» **Your objective**: With the line containing "like (459, 341)." as the starting point, write out each line exactly through the final line of the listing, both ends included.
──────────────────────────────
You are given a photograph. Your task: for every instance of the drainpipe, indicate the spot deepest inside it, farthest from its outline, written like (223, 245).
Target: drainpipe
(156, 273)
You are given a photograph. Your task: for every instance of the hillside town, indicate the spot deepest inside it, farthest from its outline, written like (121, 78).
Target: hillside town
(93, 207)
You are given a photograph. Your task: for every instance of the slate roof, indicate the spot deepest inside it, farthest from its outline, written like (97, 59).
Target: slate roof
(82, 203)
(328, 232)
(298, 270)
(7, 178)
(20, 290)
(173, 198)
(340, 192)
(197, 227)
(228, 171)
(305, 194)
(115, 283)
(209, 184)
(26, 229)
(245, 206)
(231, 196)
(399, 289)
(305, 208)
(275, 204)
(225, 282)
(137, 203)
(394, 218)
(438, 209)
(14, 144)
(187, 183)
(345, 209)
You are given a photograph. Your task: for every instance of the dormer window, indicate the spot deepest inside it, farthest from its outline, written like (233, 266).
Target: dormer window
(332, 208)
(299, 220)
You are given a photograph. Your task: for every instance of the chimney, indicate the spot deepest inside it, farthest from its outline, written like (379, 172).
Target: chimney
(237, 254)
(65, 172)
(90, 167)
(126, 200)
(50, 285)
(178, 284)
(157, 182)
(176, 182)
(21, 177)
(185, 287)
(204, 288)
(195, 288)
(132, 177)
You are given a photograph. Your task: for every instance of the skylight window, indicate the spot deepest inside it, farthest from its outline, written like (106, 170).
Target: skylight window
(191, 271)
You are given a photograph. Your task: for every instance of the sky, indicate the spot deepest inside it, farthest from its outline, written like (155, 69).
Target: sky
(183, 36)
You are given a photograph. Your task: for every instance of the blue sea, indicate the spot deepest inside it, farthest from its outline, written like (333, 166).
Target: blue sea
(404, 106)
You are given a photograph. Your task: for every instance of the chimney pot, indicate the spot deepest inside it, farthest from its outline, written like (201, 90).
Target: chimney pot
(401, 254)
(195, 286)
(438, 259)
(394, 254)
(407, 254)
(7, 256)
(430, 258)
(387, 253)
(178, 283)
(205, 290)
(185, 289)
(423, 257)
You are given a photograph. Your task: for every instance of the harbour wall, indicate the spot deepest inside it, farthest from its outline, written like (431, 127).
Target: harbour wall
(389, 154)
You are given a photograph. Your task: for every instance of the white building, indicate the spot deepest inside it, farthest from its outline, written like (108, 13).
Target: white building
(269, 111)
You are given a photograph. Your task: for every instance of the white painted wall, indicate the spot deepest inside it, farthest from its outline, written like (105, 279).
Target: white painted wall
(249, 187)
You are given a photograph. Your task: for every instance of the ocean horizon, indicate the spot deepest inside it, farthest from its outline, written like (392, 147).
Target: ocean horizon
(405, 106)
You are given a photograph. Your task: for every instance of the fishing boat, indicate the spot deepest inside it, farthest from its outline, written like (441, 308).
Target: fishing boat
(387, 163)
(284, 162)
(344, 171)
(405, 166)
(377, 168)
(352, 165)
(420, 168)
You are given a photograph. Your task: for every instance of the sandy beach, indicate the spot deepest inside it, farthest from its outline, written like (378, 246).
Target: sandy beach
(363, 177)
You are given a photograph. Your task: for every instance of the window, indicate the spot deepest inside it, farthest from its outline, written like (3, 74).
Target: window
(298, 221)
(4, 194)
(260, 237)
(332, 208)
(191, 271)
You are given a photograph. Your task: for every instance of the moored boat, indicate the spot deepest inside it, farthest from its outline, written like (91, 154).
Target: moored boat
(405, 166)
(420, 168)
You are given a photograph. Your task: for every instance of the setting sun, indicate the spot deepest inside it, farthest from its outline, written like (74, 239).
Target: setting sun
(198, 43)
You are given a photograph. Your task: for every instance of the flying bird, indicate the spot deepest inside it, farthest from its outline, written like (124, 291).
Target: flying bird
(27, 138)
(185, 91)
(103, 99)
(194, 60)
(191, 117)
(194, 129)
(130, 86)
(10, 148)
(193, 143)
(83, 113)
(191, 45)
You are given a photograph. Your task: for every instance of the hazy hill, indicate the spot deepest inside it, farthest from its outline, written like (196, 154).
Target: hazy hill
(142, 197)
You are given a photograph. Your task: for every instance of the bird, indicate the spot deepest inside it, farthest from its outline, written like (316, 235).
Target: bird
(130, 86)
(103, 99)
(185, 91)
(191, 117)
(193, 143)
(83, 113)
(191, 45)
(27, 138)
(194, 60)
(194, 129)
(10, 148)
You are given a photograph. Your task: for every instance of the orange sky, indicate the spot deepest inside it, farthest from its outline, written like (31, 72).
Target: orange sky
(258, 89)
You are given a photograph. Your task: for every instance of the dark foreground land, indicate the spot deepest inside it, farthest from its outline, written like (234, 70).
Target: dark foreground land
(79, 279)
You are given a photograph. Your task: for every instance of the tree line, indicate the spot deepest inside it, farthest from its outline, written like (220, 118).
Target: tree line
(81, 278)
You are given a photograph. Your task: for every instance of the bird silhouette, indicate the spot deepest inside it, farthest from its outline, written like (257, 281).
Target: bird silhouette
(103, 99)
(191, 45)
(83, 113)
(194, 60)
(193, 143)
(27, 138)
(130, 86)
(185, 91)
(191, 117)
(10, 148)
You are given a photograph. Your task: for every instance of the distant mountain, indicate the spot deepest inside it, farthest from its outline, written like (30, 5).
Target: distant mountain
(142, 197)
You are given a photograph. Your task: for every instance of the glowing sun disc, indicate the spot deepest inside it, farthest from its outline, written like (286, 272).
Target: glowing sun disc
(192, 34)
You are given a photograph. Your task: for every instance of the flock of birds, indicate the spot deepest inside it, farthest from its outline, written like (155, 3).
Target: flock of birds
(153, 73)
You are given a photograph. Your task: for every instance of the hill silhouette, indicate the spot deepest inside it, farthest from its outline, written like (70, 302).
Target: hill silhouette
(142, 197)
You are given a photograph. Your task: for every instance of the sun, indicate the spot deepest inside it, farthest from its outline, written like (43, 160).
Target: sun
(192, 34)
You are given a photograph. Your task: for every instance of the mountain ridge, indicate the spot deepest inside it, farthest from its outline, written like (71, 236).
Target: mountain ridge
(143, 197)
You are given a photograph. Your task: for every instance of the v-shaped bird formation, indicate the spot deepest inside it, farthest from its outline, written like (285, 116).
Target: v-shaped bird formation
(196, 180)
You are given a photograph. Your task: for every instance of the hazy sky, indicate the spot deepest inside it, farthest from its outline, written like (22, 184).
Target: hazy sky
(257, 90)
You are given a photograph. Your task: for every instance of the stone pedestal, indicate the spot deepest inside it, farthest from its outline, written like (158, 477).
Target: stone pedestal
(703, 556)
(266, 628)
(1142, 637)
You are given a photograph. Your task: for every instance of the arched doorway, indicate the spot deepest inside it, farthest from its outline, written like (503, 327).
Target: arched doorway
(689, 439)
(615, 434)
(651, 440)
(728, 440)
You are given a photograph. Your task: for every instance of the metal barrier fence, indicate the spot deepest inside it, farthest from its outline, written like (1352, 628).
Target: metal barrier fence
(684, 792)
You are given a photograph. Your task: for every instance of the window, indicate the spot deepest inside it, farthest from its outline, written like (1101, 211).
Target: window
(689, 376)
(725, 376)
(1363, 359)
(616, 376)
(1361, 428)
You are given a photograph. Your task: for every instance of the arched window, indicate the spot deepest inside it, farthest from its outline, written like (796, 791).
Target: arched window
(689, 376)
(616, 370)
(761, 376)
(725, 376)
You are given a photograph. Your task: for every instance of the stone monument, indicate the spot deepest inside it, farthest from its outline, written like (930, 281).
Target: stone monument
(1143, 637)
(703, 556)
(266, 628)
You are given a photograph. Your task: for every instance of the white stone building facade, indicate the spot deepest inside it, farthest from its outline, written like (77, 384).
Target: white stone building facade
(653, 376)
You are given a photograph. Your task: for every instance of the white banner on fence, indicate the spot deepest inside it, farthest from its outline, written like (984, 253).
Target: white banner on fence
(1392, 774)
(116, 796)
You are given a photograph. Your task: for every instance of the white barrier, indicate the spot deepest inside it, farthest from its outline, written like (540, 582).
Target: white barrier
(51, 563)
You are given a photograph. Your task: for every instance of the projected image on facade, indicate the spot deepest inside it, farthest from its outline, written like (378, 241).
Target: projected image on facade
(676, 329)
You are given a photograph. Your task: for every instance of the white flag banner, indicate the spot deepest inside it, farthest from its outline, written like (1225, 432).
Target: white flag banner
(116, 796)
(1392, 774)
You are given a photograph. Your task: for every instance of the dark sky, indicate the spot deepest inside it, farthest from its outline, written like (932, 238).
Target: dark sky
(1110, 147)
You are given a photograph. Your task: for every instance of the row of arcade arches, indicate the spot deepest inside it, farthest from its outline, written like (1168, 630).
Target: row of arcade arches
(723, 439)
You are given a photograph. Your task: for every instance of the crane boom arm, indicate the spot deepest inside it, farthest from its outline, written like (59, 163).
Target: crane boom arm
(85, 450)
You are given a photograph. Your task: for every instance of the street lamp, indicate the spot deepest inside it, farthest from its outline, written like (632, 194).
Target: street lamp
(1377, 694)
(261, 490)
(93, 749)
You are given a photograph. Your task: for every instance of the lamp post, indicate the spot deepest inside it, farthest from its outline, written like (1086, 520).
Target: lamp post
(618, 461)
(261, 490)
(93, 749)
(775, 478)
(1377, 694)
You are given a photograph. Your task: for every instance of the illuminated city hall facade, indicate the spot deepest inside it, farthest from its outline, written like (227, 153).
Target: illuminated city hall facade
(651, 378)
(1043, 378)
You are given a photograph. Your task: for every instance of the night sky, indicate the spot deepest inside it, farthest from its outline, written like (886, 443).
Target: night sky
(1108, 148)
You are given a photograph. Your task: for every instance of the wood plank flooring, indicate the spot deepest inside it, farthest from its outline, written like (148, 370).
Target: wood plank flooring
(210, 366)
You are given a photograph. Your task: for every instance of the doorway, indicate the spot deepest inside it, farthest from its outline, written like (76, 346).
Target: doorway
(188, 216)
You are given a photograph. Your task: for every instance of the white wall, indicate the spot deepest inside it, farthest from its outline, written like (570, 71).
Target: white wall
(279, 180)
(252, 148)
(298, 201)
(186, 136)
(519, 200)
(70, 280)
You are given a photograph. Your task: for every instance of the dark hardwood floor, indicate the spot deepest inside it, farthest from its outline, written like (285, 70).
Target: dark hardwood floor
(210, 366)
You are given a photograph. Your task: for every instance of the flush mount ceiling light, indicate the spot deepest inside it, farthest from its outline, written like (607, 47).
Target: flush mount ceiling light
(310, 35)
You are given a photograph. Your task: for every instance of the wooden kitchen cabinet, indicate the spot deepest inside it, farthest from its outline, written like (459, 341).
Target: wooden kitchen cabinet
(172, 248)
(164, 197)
──────────────────────────────
» **Answer to this exercise**:
You are given a photograph. Your task: for every instance of the wooden kitchen cabinet, indicate the spot deepest inside it, farthest from its outline, written like (459, 341).
Target: wooden kitchen cabinet
(172, 248)
(164, 197)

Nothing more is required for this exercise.